» **The data**:
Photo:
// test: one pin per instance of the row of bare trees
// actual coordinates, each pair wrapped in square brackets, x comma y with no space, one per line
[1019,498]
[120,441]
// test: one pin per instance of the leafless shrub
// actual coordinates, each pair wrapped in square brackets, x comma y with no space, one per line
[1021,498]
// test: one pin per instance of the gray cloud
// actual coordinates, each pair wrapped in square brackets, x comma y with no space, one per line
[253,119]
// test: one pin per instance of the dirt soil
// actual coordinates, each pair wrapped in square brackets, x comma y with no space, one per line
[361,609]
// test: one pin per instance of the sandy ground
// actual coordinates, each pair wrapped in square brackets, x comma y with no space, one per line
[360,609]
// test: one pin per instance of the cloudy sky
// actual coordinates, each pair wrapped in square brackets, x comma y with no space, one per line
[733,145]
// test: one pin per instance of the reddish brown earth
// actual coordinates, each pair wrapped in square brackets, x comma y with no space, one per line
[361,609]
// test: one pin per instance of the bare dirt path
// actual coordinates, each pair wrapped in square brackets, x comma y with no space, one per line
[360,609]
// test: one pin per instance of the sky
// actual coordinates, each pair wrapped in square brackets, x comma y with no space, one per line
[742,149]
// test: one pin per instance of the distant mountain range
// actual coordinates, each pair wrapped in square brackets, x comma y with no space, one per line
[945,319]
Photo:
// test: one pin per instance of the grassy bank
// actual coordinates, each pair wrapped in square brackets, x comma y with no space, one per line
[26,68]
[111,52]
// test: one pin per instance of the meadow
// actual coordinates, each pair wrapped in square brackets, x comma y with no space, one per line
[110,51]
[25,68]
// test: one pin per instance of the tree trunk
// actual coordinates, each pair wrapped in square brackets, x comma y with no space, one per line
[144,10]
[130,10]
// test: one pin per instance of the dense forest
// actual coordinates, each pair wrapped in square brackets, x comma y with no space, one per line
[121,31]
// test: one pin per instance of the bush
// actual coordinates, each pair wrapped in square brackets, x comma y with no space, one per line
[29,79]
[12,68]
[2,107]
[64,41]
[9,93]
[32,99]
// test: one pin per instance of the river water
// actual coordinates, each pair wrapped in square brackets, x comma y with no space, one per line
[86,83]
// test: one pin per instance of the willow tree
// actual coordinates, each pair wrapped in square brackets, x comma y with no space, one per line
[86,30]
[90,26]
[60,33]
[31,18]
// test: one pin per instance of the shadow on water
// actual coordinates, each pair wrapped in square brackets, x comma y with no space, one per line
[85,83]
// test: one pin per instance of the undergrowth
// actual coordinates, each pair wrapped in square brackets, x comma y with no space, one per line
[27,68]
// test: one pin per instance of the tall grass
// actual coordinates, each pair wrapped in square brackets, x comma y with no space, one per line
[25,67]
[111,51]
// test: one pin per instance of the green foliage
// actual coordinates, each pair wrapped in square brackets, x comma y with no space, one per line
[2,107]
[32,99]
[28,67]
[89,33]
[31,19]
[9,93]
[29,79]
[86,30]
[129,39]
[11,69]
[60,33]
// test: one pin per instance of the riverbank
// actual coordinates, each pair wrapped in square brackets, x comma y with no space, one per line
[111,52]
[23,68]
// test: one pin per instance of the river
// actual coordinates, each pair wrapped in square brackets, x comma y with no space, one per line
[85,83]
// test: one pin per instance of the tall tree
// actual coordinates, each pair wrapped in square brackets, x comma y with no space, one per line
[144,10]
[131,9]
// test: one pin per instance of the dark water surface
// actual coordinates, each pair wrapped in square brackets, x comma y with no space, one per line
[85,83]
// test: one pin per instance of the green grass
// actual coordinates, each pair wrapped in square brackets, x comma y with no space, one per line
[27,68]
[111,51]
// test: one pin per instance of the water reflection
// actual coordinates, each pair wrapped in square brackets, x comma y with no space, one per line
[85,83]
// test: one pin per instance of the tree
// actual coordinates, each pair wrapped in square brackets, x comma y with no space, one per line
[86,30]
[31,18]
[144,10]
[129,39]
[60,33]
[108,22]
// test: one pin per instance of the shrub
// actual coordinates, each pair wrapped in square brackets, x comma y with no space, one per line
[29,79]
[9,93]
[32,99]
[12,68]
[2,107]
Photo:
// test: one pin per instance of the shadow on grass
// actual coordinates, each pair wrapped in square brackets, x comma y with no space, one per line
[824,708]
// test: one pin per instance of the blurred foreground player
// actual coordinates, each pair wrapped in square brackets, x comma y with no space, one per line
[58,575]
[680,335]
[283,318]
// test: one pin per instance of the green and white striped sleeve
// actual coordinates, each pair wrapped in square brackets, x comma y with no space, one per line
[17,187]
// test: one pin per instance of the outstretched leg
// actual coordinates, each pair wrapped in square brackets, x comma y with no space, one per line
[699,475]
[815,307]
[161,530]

» **What you are asked to do**:
Using the exact wording, write out all of the records.

» **Response to the task**:
Photo:
// test: one pin per instance of the row of bare trees
// actual coordinates, each pair wrapped in square brackets, x comma y with no space, one per line
[1019,498]
[120,441]
// test: one pin per instance of the leafless shrub
// actual coordinates, each pair wrapped in square brackets, x comma y with no space, one per line
[1021,498]
// test: one pin per instance of the gray cloud
// actual coordinates, each pair wrapped in square brackets, x comma y with no space, one per line
[253,119]
// test: one pin per instance of the dirt soil
// actual coordinates, each pair wrapped in square brackets, x comma y with no space, one per line
[361,609]
// test: one pin per instance of the sandy ground
// actual coordinates, each pair wrapped in square brackets, x comma y with no space, one per line
[360,609]
// test: one pin per instance of the cloudy sky
// actual coordinates, each pair wrapped in square brackets, x comma y with no space, one per line
[733,145]
// test: one pin per instance of the reddish brown earth
// actual coordinates, each pair wrapped in square brackets, x comma y with no space, one per line
[361,609]
// test: one pin per instance of the bare dirt path
// actual coordinates, each pair wrapped in square brackets, x comma y with no space, one per line
[360,609]
// test: one pin per instance of the sky
// actual coordinates, each pair wrapped in square brackets, x comma y with no space, one per line
[742,149]
// test: one pin per instance of the distant mountain range
// actual coordinates, each pair wrapped in square brackets, x comma y with no space, one per line
[945,319]
Photo:
// test: one pin per instance of the grassy bank
// actual coordinates, each pair wrapped in square brackets, x comma y with no space, one per line
[26,68]
[111,52]
// test: one pin per instance of the meadow
// actual coordinates, each pair wrapped in square brackets, x comma y with no space, one per line
[110,51]
[25,68]
// test: one pin per instance of the tree trunk
// actual coordinates, each pair wrapped in square brackets, x comma y with no space, one per line
[144,10]
[130,10]
// test: one pin per instance of the dense forest
// actual coordinates, each pair wrapped in square brackets, x comma y with no space, one per line
[121,31]
// test: one pin per instance of the bush
// actual coordinates, each pair wrapped in square brackets, x comma y with no space, one per line
[29,79]
[12,68]
[2,107]
[64,41]
[9,93]
[32,99]
// test: one pin per instance of the river water
// actual coordinates, each pair wrapped in square brackets, x comma y with no space, one per line
[86,83]
// test: one pin per instance of the willow tree
// actual coordinates, each pair wrapped in square brackets, x comma y with no space, one per line
[86,30]
[90,26]
[60,33]
[31,18]
// test: one pin per instance of the shadow on water
// actual coordinates, each pair wrapped in square brackets, x comma y with no space, one per line
[85,83]
// test: one pin per instance of the undergrowth
// actual coordinates, each pair wrapped in square brackets, x comma y with no space, one per line
[27,68]
// test: one pin per instance of the tall grass
// actual coordinates, each pair wrapped in square brackets, x comma y with no space, one per line
[25,67]
[111,51]
// test: one pin per instance of the green foliage
// actual coordinates, each pair wrapped in square brackets, x comma y with no space, one per line
[2,107]
[32,99]
[28,67]
[89,33]
[31,19]
[9,93]
[29,79]
[86,30]
[129,39]
[11,69]
[60,33]
// test: one pin per instance of the riverbank
// actual coordinates, each pair wrapped in square brackets, x comma y with no space, one per line
[111,52]
[23,68]
// test: one pin per instance of the river
// actual coordinates, each pair wrapped in square brackets, x comma y with no space, one per line
[85,83]
// test: one pin per instance of the tall tree
// actual coordinates, each pair wrapped in square brackets, x comma y with no space, one per line
[144,10]
[131,9]
// test: one pin per instance of the dark water surface
// actual coordinates, each pair wrapped in square brackets, x comma y with no space, one per line
[85,83]
// test: one pin per instance of the green grass
// actual coordinates, each pair wrapped in square brackets, x comma y with no space, one per line
[27,68]
[111,51]
// test: one pin per instance of the water reflection
// actual coordinates, each pair wrapped in square brackets, x comma y with no space, one per line
[85,83]
// test: one pin per instance of the tree
// actual coordinates, each pair wrapped in square brackets, x comma y with no space, one per line
[86,30]
[31,18]
[144,10]
[129,39]
[60,33]
[108,22]
// test: one pin per instance of the shrub
// actual coordinates, each pair wrapped in square brackets, x comma y with no space, one per line
[29,79]
[9,93]
[32,99]
[12,68]
[2,107]
Photo:
// test: one pin per instance of the shadow on grass
// actual coordinates, each pair wrapped in square brackets, x comma y with no space, one per line
[824,708]
// test: one pin per instance of the blurred foreground player
// actual coordinates, each pair wrapped in square brackets, x comma y with no space, one per line
[58,575]
[680,335]
[283,318]
// test: one pin per instance of the green and white striped sleeve
// actual coordinates, each pair wrapped in square brackets, x comma y with no space, one per line
[17,187]
// test: one pin per instance of the outstretched leg
// actual coordinates, each pair wrapped in square brackets, x comma y with no space, one per line
[699,475]
[815,307]
[161,530]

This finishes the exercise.